Reproduce the material word for word, from its very first line through the line that contains "left=1082, top=437, right=1110, bottom=478", including both of those lines.

**Entries provided:**
------------------------

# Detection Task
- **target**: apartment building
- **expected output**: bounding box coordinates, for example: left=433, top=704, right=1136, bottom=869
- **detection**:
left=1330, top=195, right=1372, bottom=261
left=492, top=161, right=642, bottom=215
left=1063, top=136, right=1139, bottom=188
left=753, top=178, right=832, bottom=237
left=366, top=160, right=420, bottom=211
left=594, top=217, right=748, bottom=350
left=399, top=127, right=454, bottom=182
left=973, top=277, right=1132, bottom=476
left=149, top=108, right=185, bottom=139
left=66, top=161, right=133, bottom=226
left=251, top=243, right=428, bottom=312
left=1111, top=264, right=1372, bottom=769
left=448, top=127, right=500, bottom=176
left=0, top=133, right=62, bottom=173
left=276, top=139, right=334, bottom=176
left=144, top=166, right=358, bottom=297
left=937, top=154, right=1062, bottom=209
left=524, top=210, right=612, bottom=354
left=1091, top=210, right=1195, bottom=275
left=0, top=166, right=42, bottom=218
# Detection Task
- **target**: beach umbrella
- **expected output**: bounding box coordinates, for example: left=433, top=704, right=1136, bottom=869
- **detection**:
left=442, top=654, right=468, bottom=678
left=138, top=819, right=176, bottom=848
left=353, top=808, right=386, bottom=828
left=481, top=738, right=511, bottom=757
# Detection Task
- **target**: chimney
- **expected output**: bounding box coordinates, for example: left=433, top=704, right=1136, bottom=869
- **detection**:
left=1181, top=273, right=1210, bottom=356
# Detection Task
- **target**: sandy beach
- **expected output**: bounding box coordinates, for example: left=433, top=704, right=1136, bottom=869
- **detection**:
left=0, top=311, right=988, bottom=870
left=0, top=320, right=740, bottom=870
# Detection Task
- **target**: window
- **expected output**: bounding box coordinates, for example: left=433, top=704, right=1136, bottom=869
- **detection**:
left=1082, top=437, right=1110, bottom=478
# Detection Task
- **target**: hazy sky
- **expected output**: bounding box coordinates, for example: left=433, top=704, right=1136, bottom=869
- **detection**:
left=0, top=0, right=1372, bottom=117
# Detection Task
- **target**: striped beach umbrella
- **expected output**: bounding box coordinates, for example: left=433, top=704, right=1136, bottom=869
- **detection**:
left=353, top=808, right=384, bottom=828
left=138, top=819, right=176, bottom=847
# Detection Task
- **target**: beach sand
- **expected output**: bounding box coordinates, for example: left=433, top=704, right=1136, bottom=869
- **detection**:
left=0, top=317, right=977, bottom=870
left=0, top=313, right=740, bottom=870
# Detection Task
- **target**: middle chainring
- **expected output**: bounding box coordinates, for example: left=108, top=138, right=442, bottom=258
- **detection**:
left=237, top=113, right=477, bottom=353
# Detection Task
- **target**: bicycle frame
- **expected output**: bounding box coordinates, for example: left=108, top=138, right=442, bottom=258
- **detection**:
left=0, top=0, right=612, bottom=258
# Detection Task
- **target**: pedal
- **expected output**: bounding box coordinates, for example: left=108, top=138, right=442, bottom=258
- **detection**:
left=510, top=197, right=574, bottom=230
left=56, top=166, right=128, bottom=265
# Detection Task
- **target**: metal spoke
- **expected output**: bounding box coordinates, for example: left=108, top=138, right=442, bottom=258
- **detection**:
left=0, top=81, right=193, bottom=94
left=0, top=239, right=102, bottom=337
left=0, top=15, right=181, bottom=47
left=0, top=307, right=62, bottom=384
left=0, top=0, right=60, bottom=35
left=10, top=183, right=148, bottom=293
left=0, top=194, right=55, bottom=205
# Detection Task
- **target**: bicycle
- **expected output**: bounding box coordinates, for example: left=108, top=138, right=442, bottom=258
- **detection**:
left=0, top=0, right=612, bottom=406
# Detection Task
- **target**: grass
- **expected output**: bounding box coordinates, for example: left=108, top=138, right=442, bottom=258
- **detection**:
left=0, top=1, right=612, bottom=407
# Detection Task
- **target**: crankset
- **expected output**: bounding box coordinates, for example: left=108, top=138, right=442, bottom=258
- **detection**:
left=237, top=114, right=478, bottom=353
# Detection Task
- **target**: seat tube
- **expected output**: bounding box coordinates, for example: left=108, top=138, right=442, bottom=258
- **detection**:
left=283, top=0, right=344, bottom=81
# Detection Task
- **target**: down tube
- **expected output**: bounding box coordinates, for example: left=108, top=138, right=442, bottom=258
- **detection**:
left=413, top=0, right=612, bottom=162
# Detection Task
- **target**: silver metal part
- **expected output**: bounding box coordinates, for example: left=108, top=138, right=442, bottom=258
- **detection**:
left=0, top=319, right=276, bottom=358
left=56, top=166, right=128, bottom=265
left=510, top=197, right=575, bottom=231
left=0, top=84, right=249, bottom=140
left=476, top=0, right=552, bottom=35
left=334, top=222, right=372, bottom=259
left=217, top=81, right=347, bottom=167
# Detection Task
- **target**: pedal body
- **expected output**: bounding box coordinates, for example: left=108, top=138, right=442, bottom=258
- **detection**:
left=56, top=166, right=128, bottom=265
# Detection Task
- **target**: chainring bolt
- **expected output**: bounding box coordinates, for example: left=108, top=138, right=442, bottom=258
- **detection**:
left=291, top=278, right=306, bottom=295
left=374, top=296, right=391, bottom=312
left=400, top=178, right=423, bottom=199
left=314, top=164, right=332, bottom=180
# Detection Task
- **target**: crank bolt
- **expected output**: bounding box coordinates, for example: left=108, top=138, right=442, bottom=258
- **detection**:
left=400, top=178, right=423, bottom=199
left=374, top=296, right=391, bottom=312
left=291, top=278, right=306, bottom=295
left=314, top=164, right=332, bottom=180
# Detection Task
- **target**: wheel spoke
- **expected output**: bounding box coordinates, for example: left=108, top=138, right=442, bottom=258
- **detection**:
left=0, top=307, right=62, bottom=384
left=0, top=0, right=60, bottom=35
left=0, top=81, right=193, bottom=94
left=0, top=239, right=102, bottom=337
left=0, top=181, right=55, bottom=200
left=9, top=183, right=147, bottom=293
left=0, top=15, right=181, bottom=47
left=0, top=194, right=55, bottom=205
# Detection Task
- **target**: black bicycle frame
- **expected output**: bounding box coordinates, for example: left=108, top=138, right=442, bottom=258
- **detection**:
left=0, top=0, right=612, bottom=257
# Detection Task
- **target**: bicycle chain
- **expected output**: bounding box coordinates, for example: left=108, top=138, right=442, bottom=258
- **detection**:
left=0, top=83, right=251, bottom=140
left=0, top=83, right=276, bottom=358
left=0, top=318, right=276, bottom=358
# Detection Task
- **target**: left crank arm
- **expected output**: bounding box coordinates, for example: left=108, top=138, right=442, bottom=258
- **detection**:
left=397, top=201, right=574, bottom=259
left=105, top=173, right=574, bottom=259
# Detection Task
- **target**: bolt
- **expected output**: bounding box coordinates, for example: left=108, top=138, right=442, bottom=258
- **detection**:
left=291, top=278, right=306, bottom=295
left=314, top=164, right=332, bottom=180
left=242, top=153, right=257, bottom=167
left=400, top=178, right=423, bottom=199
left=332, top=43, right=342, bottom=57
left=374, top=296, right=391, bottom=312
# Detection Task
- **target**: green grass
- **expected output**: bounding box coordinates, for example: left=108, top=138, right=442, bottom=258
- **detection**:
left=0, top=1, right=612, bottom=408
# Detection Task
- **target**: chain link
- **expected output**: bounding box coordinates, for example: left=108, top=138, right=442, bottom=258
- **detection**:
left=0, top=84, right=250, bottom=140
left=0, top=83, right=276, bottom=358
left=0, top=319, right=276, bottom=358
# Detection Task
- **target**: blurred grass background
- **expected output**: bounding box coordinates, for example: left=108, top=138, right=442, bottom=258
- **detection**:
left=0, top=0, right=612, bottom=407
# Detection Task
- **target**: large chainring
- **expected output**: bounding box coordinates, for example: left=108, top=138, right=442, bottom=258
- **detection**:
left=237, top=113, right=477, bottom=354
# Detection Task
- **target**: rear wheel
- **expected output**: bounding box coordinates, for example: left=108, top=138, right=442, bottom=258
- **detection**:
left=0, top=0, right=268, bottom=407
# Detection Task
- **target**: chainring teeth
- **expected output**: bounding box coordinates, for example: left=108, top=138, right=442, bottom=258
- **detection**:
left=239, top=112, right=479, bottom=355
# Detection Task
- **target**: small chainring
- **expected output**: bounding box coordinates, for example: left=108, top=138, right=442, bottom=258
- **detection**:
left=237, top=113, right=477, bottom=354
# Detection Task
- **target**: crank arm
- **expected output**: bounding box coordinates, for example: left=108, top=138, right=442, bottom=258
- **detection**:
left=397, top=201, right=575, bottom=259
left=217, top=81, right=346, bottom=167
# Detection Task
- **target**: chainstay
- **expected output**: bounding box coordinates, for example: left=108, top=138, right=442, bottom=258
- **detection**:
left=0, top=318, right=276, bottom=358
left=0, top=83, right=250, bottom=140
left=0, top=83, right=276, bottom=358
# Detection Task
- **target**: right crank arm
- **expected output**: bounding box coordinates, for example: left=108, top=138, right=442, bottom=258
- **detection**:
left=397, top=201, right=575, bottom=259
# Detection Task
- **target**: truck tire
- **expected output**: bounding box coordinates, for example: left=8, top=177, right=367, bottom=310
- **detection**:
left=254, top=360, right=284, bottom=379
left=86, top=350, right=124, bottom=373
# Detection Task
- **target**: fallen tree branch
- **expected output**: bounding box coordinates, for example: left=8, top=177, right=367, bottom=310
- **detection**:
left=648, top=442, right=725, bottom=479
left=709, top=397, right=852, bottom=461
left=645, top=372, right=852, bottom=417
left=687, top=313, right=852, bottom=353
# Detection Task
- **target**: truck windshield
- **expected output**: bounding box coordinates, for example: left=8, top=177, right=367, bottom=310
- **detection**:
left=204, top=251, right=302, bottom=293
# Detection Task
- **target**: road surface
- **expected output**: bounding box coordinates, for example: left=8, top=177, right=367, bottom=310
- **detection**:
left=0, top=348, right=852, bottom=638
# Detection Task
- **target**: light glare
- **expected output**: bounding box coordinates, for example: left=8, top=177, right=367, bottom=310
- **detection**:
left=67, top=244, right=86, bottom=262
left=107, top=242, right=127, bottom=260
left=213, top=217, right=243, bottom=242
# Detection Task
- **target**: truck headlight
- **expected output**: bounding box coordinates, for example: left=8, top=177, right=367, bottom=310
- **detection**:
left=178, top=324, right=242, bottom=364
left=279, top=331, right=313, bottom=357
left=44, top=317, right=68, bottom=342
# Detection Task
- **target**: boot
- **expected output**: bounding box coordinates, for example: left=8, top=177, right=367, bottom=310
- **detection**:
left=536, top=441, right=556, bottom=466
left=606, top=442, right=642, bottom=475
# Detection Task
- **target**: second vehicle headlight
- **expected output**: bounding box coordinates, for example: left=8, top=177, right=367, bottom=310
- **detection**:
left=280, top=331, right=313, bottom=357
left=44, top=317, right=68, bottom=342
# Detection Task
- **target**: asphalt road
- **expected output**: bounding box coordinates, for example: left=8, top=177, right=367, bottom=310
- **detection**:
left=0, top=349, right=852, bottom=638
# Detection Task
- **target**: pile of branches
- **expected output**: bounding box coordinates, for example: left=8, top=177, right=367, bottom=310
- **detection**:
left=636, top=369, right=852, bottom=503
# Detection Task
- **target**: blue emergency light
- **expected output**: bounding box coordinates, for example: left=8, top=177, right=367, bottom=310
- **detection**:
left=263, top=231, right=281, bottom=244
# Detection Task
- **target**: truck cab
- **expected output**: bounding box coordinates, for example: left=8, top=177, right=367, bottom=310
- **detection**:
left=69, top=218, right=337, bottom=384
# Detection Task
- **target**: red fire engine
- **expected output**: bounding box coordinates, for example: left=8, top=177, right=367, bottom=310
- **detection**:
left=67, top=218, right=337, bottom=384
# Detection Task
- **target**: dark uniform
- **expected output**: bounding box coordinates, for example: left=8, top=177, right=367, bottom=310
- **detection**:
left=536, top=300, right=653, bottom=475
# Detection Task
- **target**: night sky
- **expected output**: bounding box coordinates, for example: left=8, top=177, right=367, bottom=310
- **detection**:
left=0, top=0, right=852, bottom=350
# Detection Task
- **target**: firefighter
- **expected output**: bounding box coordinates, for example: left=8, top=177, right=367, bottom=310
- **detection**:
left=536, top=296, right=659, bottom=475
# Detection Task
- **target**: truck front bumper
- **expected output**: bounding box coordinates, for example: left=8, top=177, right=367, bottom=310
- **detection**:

------------------------

**Solution to this task:**
# Detection Task
- **target**: apartment building
- **expected output**: bounding box coordinates, for example: left=433, top=704, right=1136, bottom=869
- **detection**:
left=1330, top=195, right=1372, bottom=261
left=492, top=161, right=642, bottom=215
left=1063, top=136, right=1139, bottom=188
left=753, top=178, right=832, bottom=237
left=366, top=160, right=420, bottom=211
left=594, top=217, right=748, bottom=350
left=399, top=127, right=454, bottom=182
left=973, top=277, right=1132, bottom=476
left=149, top=108, right=185, bottom=139
left=66, top=161, right=133, bottom=226
left=251, top=243, right=428, bottom=312
left=1111, top=264, right=1372, bottom=769
left=448, top=127, right=500, bottom=176
left=0, top=133, right=62, bottom=173
left=276, top=139, right=334, bottom=176
left=144, top=166, right=358, bottom=297
left=937, top=154, right=1062, bottom=209
left=524, top=210, right=612, bottom=354
left=1091, top=210, right=1195, bottom=275
left=0, top=166, right=42, bottom=218
# Detection Task
- **target**: beach umbrella
- **expected output**: bounding box coordinates, for example: left=433, top=704, right=1136, bottom=869
- **detection**:
left=442, top=654, right=468, bottom=678
left=138, top=819, right=176, bottom=848
left=353, top=808, right=386, bottom=828
left=481, top=738, right=511, bottom=757
# Detection Task
- **target**: chimney
- **expected output**: bounding box coordinates, for example: left=433, top=704, right=1136, bottom=869
- **detection**:
left=1181, top=273, right=1210, bottom=356
# Detection Task
- **target**: sandy beach
- **expected output**: bounding box coordinates, for example: left=433, top=704, right=1136, bottom=869
- **detection**:
left=0, top=311, right=988, bottom=870
left=0, top=320, right=740, bottom=870
# Detection Task
- **target**: window
- **expected output**: bounding box coordinates, for example: left=433, top=704, right=1136, bottom=869
- **detection**:
left=1082, top=437, right=1110, bottom=478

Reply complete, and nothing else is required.